- PASSAGE TO READ
• • • •

Recently, the use of indirect drive has been able to achieve ignition, with over two times the energy consumed being produced in February 2024 (Abu-Shawareb et al., 2022). Due to these recent advancements, as well as previous occurrences of ignition occurring in the Lawrence Livermore National Laboratory (LLNL) using a hohlraum, current research in the inertial confinement field is more toward indirect drive. ICF research is still a very active field, from improvements in the capsule or hohlraum (McClarren et al., 2021) to even the supports for the capsule (Kritcher et al., 2022). One key recent advancement has been a change in the capsule shape. With the recent success of using a hohlraum, there has been talk of using a new heavier metal in the ablator, which allows for better directed heating of the fuel pellet (Lin et al. 2022).


Discussion

 

In general, the development of nuclear fusion appears still far away from widespread application in society. It has remained at a research stage for over 50 years, and there are currently no commercial reactors in operation (Tikhonchuk, 2020). Nuclear fusion is also expensive. The estimated cost of only a single DEMO fusion reactor is approximately US$20 billion (Lopes Cardozo et al., 2016). 

 

MCF and ICF have many of the same drawbacks/difficulties, but differ in what is being attempted for the future, as well as in design. They differ also in the timeline of potential implementation and technological maturity. Specifically, there appears to be no set timeline for a commercial ICF reactor. If MCF were to follow its predecessors (in energy generation) in advancement rate, there would be an attempted three DEMO reactors made in the 2050s, 10 first generation plants in the 2060s, and 100 second generation plants in the 2070s (Lopes Cardozo et al., 2016). 

 

However, MCF has seen no net energy gain as of yet, while ICF has achieved up to slightly over double the energy put in than out (Abu-Shawareb et al., 2024). Fusion is pursued because fusion reactors can produce power on demand, with no practical limits to the fraction of the world’s demand for energy that fusion can supply  (Lopes Cardozo et al., 2016). However, even with no practical limits on the energy produced in the future through the use of nuclear fusion, as of now, in general more energy is used to sustain the reaction than is produced as output (Tikhonchuk, 2020). 

 

ICF uses less space and can be more cost efficient than MCF if future research is done to optimize this (Hora, 2007). NIF reached a net power output of 3.15 MJ from a 2.05 MJ input on December 5th, 2022 (Abu-Shawareb et al., 2024). Further experiments in 2023 have increased laser energy, improved capsule surface imperfections, and reduced drive asymmetry to increase power output and make ICF more cost efficient (Casey et al., 2023). ICF also achieves the highest plasma density out of the two methods, but the miniscule confinement time and complexity of achieving the Lawson Criterion for nuclear fusion limits the viability of ICF as a commercial fusion reactor (Abu-Shawareb et al., 2022). ICF also requires lower temperatures than MCF to achieve fusion (Betti et al., 2010). The lower temperatures of ICF reduce the triple product of the Lawson criterion, making it more difficult to achieve nuclear fusion due to its reliance on maximizing plasma density. However, lower operating temperatures reduce the need for materials with extreme temperature resistance, potentially saving on development and operational costs.

• • • •

- RECORDS TO PROCESS
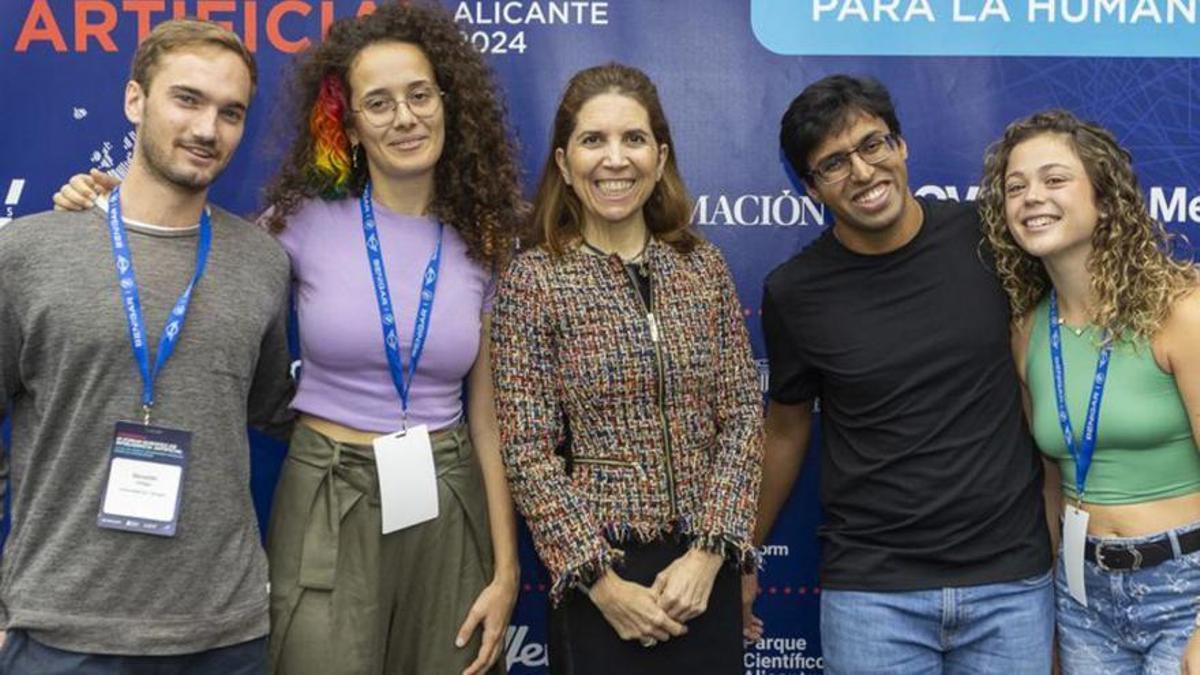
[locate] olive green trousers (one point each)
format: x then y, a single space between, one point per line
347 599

• • • •

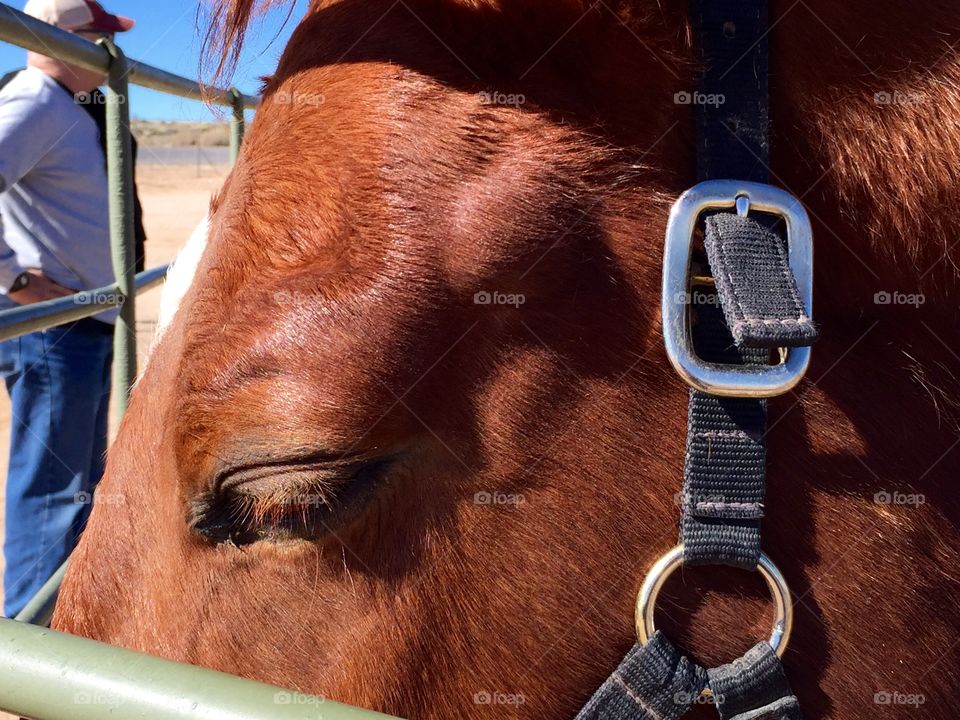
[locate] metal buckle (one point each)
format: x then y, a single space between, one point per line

• • • •

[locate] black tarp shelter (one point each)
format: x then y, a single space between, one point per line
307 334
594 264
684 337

• • • •

- WHAT THIS EXERCISE ASKS
1) Count the lines in the entries that contain the word "each", matching case exactly, and give only the number.
2) Continue the passage on nuclear fusion from its final sentence.

- EXPECTED RESPONSES
1) 3

2)
Amongst the MCF methods, more research has been carried out on tokamak reactors and thus they are more favorable for commercial energy supply in the near future (Wang, 2023). Nuclear fusion reactions require a supply of tritium to be used as a component of the fuel needed for the reaction. Tritium is not easily obtainable, with the main source being from the byproducts of nuclear fission reactors (Pearson et al., 2018). Due to this, tritium must be ‘bred’ within the fusion reactor. Tritium breeding is not easy to do. Tritium breeding involves neutrons launched from the reaction to strike a lithium containing blanket to produce tritium. However, the tritium breeding rate is slow, with a conversion rate, at most, of one neutron only producing one tritium atom (Rubel, 2019). Tokamaks such as ITER and DEMO are also projected to generate tritium self-sufficiently through tritium breeding, promoting tokamaks as a more sustainable fusion reactor option (Someya et al., 2018). Whilst stellarators also have potential to breed tritium in configurations such as the HELical-axis Advanced Stellarator (HELIAS), it is more difficult to implement a breeding blanket compared to that of tokamaks such as DEMO due to the intricate geometry, large size, weight, and precise spacing of the coils of stellarators (Sosa & Palermo, 2023). Future developments in stellarator-specific tritium breeding blankets such as the work done by Sosa and Palermo (2023) could lead to more energy efficient stellarators. But for the near future, tokamaks appear to be more favorable for tritium breeding. 

 

However, the requirement of tokamaks to be pulsed and their inherent discontinuous operation may hinder its potential to be a long-term energy supplier (Huang & Li, 2018). Stellarators avoid this issue due to the lack of a toroidal current, but their exceedingly complex design means that the physics and computational technology must advance far enough to develop a commercially viable stellarator (Beidler et al., 2002). With the rapid advancements in computational technology though, stellarators may become the preferred magnetic confinement option in the distant future (Gates et al., 2017).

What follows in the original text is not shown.